— Task instructions —
Set out the data from the line containing "Target: palm tree" through the line containing "[[[24,17],[23,73],[23,137],[24,159],[41,159],[37,103],[35,17]]]" as a Markdown table with columns No. and Text. Give each nonblank line its own row, numbered in order.

(Some data)
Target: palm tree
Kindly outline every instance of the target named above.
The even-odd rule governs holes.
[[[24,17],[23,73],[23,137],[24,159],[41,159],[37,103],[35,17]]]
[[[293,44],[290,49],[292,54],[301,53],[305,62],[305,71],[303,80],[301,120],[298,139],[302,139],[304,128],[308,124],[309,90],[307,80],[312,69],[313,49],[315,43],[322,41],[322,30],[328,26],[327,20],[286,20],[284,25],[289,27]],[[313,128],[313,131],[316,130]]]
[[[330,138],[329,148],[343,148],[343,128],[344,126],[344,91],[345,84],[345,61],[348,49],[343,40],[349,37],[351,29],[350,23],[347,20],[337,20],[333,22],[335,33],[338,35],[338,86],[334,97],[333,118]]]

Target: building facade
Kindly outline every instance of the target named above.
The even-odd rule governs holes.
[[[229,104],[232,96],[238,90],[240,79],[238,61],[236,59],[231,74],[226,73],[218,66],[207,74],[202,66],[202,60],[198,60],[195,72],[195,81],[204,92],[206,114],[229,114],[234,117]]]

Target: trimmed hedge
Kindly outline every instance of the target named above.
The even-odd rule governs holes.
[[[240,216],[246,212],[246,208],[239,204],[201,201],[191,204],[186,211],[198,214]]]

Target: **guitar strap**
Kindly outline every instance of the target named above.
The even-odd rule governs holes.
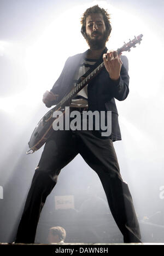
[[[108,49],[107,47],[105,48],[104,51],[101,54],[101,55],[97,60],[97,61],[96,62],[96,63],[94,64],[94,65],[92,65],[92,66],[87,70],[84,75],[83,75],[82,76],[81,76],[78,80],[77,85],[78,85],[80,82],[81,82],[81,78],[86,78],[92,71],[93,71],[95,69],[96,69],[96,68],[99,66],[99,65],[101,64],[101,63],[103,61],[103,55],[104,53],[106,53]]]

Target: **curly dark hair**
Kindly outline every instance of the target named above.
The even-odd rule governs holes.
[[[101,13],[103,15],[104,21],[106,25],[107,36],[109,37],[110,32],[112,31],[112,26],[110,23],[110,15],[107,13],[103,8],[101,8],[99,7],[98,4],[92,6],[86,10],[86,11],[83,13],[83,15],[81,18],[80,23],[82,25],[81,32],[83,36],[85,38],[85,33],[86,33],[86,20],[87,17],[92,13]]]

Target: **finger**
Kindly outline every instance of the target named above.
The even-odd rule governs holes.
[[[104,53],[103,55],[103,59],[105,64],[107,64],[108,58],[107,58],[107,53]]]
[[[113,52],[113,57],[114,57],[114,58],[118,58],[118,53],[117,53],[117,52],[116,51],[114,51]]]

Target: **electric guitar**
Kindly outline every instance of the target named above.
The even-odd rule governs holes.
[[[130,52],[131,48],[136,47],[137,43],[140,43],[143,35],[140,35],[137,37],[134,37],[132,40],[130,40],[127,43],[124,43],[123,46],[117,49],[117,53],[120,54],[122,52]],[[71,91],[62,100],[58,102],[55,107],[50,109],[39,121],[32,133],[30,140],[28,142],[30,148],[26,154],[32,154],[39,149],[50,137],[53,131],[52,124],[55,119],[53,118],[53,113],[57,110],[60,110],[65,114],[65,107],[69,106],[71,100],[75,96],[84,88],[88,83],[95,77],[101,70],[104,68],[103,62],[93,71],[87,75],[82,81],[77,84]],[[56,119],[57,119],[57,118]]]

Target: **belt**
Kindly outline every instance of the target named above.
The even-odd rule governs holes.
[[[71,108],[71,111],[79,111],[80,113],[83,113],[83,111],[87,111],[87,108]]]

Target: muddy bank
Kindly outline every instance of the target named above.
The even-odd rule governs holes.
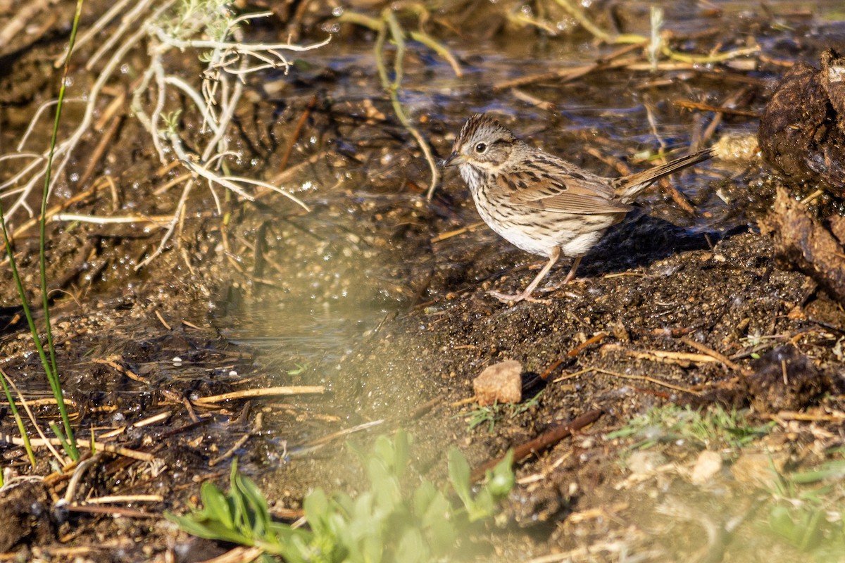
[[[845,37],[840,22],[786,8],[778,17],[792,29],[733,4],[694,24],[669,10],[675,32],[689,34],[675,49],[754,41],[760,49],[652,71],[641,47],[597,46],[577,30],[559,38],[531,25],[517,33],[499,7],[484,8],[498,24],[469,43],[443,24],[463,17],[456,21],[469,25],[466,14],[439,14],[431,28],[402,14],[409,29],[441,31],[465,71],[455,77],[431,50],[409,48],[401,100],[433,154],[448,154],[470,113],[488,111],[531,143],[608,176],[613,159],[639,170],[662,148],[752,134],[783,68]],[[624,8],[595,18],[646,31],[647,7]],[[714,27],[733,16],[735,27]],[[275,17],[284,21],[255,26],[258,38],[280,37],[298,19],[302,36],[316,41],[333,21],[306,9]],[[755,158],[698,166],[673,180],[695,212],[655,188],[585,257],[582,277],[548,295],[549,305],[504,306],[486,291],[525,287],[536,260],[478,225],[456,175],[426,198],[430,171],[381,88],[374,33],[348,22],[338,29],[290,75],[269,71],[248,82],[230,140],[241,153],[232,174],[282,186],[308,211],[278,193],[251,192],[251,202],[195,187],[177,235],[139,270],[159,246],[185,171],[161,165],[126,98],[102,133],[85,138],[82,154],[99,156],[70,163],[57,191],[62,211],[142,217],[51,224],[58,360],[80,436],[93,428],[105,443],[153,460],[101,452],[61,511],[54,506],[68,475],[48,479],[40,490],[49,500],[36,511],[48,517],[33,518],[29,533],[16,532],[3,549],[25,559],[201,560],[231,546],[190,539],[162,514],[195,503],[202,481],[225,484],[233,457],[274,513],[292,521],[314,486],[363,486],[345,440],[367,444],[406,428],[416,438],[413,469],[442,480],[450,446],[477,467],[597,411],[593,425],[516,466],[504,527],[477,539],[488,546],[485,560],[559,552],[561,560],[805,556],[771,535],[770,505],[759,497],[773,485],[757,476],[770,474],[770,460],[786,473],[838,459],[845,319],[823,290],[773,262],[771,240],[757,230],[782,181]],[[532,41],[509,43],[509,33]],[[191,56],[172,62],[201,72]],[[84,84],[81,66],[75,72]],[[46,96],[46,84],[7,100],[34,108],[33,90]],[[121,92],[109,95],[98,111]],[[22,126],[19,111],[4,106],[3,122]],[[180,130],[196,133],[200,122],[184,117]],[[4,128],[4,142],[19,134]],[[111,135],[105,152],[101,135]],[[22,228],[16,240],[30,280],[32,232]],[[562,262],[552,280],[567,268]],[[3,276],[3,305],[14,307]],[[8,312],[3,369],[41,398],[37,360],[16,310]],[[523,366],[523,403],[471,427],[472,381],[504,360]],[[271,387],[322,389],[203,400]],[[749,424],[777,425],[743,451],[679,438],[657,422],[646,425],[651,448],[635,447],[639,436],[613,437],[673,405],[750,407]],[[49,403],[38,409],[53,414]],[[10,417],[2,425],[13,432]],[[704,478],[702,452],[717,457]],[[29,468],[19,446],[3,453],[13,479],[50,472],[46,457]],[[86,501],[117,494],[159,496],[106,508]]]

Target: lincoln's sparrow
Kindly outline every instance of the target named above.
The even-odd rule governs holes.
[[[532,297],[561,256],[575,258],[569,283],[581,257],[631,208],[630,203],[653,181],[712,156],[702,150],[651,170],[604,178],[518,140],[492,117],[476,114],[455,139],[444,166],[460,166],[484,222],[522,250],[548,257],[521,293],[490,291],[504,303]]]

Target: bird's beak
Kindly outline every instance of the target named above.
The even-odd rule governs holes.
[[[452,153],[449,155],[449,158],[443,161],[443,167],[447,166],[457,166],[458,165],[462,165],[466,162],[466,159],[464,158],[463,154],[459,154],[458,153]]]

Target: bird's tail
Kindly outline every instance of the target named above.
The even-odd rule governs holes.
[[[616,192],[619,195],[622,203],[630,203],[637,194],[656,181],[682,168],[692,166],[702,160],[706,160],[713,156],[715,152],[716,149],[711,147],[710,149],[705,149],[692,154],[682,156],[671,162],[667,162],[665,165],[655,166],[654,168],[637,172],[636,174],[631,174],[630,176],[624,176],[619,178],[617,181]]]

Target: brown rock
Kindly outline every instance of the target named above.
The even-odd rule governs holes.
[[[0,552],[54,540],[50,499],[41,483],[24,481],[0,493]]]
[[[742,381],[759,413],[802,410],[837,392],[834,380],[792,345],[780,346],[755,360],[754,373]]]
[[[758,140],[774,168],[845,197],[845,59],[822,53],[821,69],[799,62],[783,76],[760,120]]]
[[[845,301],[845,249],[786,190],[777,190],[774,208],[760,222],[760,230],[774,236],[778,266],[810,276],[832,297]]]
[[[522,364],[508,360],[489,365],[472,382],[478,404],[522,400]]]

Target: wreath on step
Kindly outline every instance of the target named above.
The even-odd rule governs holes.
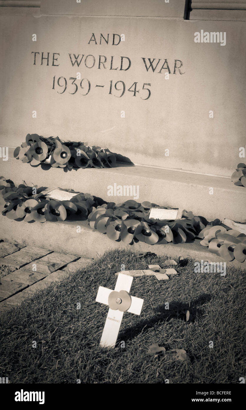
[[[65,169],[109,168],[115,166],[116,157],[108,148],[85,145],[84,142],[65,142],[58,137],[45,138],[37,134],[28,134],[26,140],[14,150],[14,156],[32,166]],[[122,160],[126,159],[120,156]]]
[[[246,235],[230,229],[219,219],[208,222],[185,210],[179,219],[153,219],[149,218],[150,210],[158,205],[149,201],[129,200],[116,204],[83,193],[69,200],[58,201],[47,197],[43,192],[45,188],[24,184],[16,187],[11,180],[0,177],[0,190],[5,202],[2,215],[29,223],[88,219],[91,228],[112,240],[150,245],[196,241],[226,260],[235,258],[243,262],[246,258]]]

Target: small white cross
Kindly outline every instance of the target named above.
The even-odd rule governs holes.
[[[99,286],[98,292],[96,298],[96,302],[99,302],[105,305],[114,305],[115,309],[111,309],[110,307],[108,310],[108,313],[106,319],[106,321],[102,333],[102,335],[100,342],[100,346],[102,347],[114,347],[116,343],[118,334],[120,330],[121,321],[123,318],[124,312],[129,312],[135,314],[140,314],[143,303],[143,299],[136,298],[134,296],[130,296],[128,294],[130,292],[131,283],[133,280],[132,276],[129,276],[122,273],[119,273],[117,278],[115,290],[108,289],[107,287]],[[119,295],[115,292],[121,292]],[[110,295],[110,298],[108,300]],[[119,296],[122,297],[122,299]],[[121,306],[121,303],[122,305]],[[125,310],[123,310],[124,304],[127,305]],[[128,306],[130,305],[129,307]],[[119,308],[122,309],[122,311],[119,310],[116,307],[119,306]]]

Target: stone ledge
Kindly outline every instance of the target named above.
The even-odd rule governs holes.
---
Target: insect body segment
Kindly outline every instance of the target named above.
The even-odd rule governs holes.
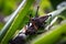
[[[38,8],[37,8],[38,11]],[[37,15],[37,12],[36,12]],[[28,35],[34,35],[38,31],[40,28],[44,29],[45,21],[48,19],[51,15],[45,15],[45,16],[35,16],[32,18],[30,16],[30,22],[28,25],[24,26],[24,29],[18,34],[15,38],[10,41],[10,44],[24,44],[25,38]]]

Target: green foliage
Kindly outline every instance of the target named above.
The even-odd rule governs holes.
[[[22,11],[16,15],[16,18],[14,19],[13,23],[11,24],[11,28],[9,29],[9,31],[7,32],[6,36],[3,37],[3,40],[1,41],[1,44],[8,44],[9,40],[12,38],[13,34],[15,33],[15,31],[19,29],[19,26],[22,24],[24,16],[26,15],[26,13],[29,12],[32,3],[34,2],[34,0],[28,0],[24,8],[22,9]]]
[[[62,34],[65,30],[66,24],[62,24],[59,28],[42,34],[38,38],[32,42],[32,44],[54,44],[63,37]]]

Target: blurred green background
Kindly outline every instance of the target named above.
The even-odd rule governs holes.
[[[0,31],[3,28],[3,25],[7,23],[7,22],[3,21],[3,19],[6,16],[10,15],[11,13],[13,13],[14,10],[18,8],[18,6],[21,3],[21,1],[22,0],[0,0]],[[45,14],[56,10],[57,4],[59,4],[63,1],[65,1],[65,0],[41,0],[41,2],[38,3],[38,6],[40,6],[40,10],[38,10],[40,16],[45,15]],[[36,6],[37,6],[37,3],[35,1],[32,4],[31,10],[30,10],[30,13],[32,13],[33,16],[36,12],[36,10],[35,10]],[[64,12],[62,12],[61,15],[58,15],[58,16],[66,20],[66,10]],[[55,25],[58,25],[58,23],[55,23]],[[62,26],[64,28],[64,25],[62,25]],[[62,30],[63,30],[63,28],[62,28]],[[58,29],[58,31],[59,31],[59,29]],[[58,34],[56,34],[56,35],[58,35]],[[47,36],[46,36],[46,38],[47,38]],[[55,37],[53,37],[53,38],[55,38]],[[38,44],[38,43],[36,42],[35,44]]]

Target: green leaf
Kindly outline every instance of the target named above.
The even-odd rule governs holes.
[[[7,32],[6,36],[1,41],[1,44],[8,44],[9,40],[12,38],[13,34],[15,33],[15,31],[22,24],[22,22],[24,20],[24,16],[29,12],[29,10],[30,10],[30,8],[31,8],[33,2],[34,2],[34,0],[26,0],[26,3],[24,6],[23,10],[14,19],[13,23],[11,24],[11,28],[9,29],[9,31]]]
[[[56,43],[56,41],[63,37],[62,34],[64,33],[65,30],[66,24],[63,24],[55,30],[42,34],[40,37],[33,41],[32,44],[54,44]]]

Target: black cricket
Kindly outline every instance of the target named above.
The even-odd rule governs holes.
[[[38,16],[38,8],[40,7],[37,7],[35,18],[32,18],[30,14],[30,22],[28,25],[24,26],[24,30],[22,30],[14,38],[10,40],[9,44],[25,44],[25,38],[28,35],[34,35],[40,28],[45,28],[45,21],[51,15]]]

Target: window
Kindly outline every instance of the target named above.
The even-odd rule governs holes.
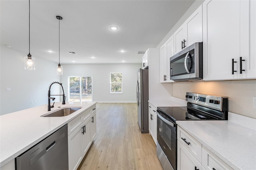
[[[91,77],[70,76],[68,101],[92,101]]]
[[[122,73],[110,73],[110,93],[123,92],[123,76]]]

— Exercise solution —
| No. | Text |
|---|---|
| 1 | Target: palm tree |
| 2 | Kindly outline every instance of the target named above. |
| 3 | The even-odd rule governs holes. |
| 4 | [[[24,17],[23,73],[23,137],[24,159],[41,159],[37,103],[35,17]]] |